[Image-grounded pointing data]
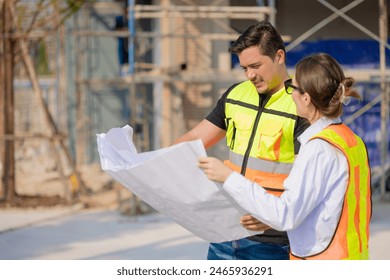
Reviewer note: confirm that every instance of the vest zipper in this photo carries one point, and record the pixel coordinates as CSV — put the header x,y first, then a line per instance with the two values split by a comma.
x,y
251,139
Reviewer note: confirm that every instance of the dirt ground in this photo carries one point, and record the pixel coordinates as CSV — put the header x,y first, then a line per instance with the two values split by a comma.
x,y
46,189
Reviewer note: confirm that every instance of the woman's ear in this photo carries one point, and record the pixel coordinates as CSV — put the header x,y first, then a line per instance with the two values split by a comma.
x,y
306,98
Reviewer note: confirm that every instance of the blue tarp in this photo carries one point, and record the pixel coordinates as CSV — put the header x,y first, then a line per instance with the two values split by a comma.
x,y
354,54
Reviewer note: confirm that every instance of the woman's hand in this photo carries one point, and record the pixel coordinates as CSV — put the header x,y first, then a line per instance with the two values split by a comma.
x,y
214,169
251,223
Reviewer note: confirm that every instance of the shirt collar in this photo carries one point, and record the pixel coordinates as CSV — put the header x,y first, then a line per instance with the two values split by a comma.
x,y
316,127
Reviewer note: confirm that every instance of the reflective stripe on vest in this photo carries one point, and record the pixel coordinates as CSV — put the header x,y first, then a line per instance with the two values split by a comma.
x,y
261,140
351,237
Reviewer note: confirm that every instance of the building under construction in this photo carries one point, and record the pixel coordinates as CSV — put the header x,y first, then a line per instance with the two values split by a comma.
x,y
160,66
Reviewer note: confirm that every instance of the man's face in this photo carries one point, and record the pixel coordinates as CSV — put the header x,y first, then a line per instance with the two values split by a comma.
x,y
265,73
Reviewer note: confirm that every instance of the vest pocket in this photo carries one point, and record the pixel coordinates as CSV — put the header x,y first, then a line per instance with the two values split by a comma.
x,y
230,133
270,137
239,132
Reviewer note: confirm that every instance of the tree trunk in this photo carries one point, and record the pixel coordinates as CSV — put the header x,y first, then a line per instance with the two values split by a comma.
x,y
8,159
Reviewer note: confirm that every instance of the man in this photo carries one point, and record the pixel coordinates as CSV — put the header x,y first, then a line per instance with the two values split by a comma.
x,y
261,126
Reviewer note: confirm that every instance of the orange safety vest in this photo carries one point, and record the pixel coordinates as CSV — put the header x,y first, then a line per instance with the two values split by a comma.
x,y
261,140
350,239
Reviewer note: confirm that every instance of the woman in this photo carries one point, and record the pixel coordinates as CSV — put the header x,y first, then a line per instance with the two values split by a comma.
x,y
326,205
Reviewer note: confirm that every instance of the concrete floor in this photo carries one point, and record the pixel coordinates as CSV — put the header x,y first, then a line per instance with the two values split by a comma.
x,y
104,234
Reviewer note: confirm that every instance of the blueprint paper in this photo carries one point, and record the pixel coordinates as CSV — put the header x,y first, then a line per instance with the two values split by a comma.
x,y
170,181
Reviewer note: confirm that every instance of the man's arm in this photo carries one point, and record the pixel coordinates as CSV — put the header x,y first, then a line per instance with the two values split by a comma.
x,y
209,133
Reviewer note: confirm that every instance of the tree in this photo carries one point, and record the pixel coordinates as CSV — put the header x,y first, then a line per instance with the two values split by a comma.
x,y
20,21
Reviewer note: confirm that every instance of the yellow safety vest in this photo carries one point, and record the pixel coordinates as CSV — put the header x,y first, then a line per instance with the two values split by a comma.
x,y
350,240
261,140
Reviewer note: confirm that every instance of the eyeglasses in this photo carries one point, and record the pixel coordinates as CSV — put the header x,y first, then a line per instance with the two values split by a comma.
x,y
290,87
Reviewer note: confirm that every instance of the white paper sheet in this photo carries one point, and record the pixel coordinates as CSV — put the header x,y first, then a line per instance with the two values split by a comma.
x,y
170,181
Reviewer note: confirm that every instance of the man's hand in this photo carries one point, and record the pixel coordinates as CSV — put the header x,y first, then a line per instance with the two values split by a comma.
x,y
251,223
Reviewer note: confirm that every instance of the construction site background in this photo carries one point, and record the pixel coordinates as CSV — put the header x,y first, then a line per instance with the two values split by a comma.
x,y
159,66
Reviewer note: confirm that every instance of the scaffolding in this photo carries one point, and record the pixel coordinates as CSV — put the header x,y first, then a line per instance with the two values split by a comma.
x,y
176,68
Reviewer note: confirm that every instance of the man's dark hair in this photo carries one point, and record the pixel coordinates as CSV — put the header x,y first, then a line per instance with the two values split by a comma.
x,y
261,34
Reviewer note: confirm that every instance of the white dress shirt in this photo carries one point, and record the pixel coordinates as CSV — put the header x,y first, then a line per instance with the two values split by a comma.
x,y
310,207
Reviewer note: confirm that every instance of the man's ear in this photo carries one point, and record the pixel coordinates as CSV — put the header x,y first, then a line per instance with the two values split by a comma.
x,y
280,56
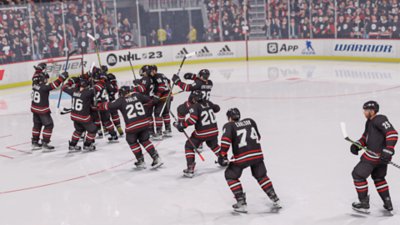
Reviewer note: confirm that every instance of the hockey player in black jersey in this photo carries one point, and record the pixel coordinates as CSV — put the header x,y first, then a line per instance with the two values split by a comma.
x,y
206,130
244,137
82,99
380,138
131,106
40,106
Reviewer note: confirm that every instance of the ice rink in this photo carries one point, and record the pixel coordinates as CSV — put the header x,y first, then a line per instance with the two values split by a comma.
x,y
298,106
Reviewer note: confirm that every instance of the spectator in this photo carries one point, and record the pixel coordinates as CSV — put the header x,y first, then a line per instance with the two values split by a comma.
x,y
192,35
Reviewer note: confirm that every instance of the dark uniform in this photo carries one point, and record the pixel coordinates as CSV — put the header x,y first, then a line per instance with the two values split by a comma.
x,y
136,120
161,89
82,101
379,137
206,129
40,106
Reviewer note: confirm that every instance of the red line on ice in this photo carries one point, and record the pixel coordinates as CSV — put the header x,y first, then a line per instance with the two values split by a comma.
x,y
69,179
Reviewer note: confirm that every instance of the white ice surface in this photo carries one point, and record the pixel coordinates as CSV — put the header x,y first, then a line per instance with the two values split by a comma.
x,y
298,106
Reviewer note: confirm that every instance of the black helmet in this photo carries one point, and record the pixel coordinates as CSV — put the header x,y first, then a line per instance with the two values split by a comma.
x,y
204,73
196,96
146,69
124,90
40,66
371,105
233,113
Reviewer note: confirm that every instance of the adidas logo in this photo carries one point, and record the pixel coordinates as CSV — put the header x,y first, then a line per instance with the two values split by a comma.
x,y
225,51
204,52
182,53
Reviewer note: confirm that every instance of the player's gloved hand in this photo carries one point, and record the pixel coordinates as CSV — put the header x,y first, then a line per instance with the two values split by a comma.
x,y
64,75
179,126
386,156
223,160
176,79
355,149
189,76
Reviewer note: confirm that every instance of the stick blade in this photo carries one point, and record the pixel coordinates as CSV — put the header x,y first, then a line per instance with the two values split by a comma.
x,y
343,128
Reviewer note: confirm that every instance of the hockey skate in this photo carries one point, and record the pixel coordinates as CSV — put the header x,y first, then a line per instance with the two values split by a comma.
x,y
140,164
47,148
189,172
156,162
240,206
274,198
89,146
36,146
387,204
74,148
362,206
113,138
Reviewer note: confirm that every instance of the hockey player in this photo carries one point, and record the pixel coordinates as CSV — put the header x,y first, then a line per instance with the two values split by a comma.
x,y
82,101
40,107
380,138
244,137
206,130
112,91
145,86
102,89
161,91
131,106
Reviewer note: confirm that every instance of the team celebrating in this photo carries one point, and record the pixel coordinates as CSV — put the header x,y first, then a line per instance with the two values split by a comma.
x,y
97,103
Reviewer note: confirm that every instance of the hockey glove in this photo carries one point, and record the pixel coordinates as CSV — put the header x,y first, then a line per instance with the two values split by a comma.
x,y
189,76
179,126
386,156
176,79
223,160
355,149
64,75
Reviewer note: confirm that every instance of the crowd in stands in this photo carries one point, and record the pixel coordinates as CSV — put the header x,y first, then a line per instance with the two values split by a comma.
x,y
52,29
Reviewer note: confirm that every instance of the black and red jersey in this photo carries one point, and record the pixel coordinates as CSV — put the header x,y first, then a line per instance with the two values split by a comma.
x,y
245,140
81,103
161,85
198,84
132,109
379,134
203,118
40,96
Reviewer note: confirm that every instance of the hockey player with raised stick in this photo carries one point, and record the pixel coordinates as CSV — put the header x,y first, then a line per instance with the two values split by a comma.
x,y
244,137
82,99
206,129
40,107
131,106
380,138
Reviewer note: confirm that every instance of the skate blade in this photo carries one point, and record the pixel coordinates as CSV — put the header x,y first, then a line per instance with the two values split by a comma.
x,y
363,211
157,166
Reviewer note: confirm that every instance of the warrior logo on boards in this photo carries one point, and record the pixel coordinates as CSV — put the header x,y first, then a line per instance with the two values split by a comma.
x,y
309,50
225,51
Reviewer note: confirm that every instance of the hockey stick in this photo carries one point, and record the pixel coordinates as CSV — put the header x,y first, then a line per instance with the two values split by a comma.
x,y
133,70
346,137
191,142
170,91
65,70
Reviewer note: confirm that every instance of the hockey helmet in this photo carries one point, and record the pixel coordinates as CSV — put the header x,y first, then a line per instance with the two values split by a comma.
x,y
204,73
371,105
233,113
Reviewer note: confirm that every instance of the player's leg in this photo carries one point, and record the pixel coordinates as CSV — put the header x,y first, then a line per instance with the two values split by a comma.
x,y
132,139
360,174
259,172
190,156
378,175
48,124
232,174
36,130
144,140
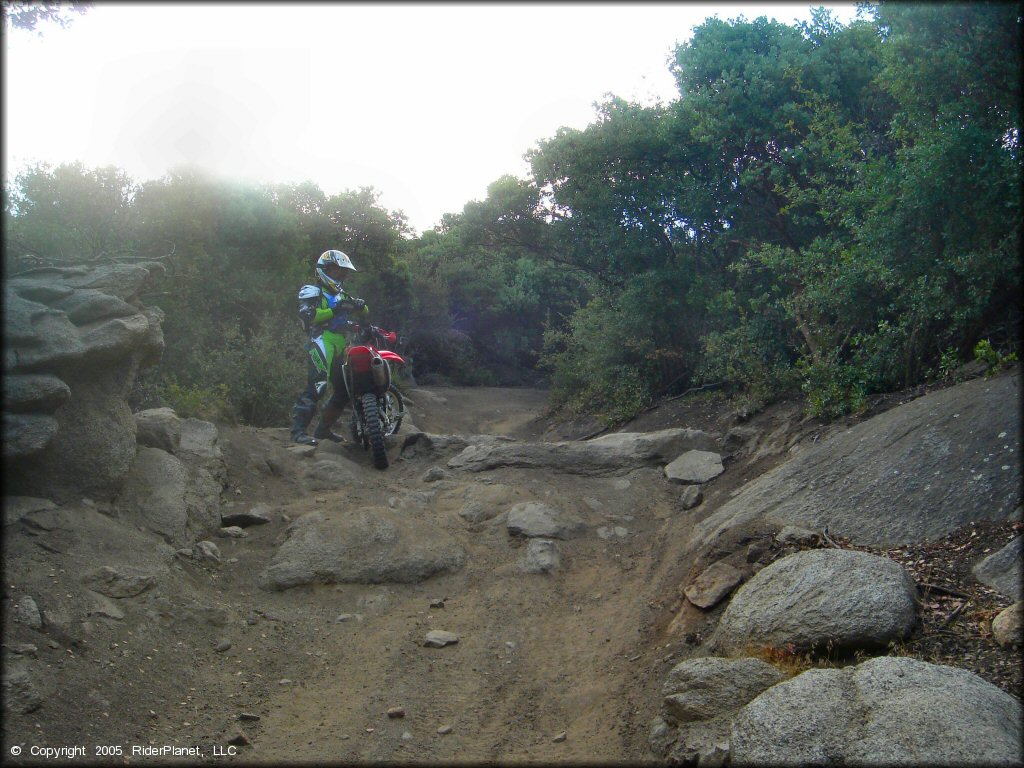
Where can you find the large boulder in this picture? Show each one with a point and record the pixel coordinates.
(612, 454)
(821, 599)
(888, 711)
(76, 338)
(1001, 570)
(912, 473)
(360, 546)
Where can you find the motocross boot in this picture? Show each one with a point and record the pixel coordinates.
(302, 414)
(328, 418)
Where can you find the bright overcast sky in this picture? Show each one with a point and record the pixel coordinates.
(428, 103)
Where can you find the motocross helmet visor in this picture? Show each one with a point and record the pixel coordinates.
(332, 268)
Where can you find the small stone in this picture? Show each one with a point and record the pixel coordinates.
(439, 638)
(1007, 626)
(27, 612)
(797, 536)
(206, 551)
(757, 550)
(434, 474)
(691, 497)
(258, 515)
(694, 467)
(713, 585)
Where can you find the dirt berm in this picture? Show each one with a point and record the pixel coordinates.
(561, 650)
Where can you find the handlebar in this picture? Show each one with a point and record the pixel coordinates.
(375, 333)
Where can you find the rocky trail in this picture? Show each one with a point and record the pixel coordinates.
(495, 606)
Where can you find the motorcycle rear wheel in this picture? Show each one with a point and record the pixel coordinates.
(374, 432)
(394, 408)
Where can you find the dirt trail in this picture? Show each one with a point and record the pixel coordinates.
(564, 667)
(539, 655)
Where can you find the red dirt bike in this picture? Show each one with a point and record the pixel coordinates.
(377, 403)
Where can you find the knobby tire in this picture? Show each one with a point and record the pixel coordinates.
(372, 424)
(396, 404)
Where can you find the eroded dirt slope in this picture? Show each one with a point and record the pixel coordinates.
(556, 668)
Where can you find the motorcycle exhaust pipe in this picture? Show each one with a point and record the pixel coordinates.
(378, 368)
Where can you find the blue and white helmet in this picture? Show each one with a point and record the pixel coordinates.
(330, 269)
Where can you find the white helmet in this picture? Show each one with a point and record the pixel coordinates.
(333, 261)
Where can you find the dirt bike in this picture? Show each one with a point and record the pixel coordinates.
(377, 404)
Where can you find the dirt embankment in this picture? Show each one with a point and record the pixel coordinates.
(562, 667)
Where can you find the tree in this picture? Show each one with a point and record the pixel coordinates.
(69, 214)
(29, 15)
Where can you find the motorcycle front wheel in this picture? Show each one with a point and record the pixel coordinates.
(374, 431)
(392, 412)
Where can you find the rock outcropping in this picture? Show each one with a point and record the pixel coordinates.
(75, 340)
(912, 473)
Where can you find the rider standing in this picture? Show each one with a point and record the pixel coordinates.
(325, 309)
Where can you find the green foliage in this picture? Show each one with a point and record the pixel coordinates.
(993, 359)
(209, 403)
(835, 208)
(29, 15)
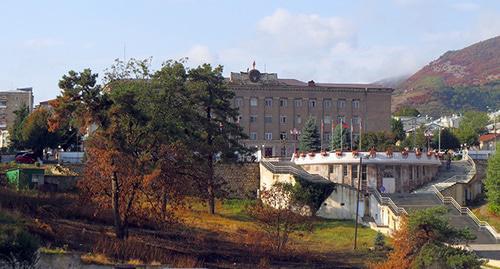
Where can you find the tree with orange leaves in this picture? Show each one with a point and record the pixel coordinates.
(425, 240)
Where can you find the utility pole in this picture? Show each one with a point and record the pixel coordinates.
(360, 170)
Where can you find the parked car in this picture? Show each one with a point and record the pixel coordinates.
(26, 158)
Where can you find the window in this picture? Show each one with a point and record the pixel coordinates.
(354, 171)
(253, 101)
(341, 103)
(283, 102)
(326, 137)
(298, 102)
(238, 102)
(340, 119)
(355, 104)
(312, 103)
(282, 119)
(253, 118)
(327, 120)
(268, 119)
(355, 120)
(388, 171)
(269, 102)
(327, 103)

What you are asked to do: In the data above, find the line containing "Where can you find the utility", then copy it and every later line exactly.

Output:
Where can you find the utility pole in this picture? Show each one with a point and record the pixel coordinates.
(360, 170)
Where can you find the parked car in this picture? Show each one with a point and record the pixel coordinates.
(26, 158)
Where can you find the window in this picture? Show each one with a point and record the pixel coordinates.
(354, 171)
(253, 101)
(341, 103)
(283, 102)
(326, 137)
(298, 102)
(238, 102)
(340, 119)
(355, 104)
(312, 103)
(282, 119)
(253, 118)
(327, 120)
(268, 119)
(355, 120)
(388, 171)
(269, 102)
(327, 103)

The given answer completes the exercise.